Nasıl?: Vernikli çöl taşlarını ya kaldırarak ya da ters yüz ederek açık renkteki olan yüzeyi görünür olur. Bunu yapabilmek için aletlere ihtiyaç duymadan el ile yapılabilir ve düzenleyebilmek için de bir ızgara planı üzerinde bu şekilleri elde etmek mümkündür.
Neden?: Arkeolog, etnolog ve antropologlar tarafından yapılan araştırmalara göre buranın belirli amaçlarla yapıldığı düşünülmektedir; güneş veya ay takvimi, sanatsal veya dinsel anlam taşıyan ya da yol niteliği taşıyabileceği ve hatta hepsi olabileceği söylenmiştir. Özetle bu çizgilerin ”nasıl” yapıldıklarını biliyoruz, fakat ”neden” yapıldıkları konusunda emin değiliz. Konu hakkında birkaç hipotez öne sürülmüştür.
Basit ve bazen de karışık şekillerden oluşan bu çizgilerin arasında 800’e yakın Düz Çigi, 300’e yakın Geometrik Şekil ve 70’e yakın Kuş, Balık, Maymun, Örümcek, İnsan, Ağaç ve Çiçek gibi şekiller görebiliyoruz. Düz Çizgilerin bazıları 25 kilometreden (15 mil) daha uzun iken, Biyomorfların uzunluğu ise 15 ila 360 metre (50-1200 feet) arasında değişmektedir. Bunların doğadan esinlenerek yapıldıkları çok açıktır.
Maria Reiche adında bir Alman matematikçi ve arkeolog Nazca Çizgilerini araştırmakla tanınmıştır. Bu çizgilerin bir tür “Astronomik Takvim” olarak önemli yıldızların yükselişine ve Güneş’in gündönümü gibi olaylara işaret ettiğine inanmıştı. Fakat bununla birlikte bu çizgilerin dünya dışı varlıkları tarafından oluşturulduğuna dair fikirlere de karşı çıkarak bu çizgilerin insanlar tarafından yapıldığını belirtmişti. İngiliz astronom olan Gerald Hawkins de Maria Reiche’ın astronomik teorisini kanıtlamak için bir grupla beraber bu çizgileri ziyaret etti, ancak 1968 tarihinde başarısız olmuştu. National Geographic Topluluğun yaptığı araştırmaya göre Nazca Çizgilerinin bazıları 2000 sene önce Güneş, Ay ve belirli yıldızlara işaret etse bile, bunların tesadüfi olduğunu belirtiliyor. 1973 senesinde Gerald Hawkins bir bilgisayar programıyla 186 çizgiyi inceleyerek sadece %20’si kadarının astronomik bir öneme sahip olduğunu tespit etti. “Antik Uzaylılar Teorisini”nin sıkı savunucularından biri olan Erich von Daniken’in ise 1968 senesinde yazdığı Chariots of the Gods (Tanrıların Arabaları) kitabında bu çizgilerin “uzaylı tanrılar” için bir iniş alanı olduğunu iddia etti.

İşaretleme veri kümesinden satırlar
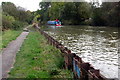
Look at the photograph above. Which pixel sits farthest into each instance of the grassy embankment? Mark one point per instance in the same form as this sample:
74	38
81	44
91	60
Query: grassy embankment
38	59
8	36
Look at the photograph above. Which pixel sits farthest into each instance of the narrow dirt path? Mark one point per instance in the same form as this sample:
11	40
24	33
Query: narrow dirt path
9	54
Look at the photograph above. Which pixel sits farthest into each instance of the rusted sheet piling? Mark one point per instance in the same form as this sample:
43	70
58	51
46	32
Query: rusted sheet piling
81	70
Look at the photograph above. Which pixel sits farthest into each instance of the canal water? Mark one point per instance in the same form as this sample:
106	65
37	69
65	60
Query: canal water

Görev Tanımı:
Kaynak metne göre şu soruları cevaplayın:
(a) Çizgilerin arasında yaklaşık kaç düz çizgi görülüyor?
(b) Maria Reiche hangi ülkedendi ve hangi meslekleri vardı?
(c) Gerald Hawkins 1973'te bir bilgisayar programıyla kaç çizgiyi inceledi?
Yalnızca kaynak metinden yararlanın.

Görevin Cevabı:
(a) 800'e yakın.
(b) Almandı; matematikçi ve arkeologdu.
(c) 186 çizgiyi.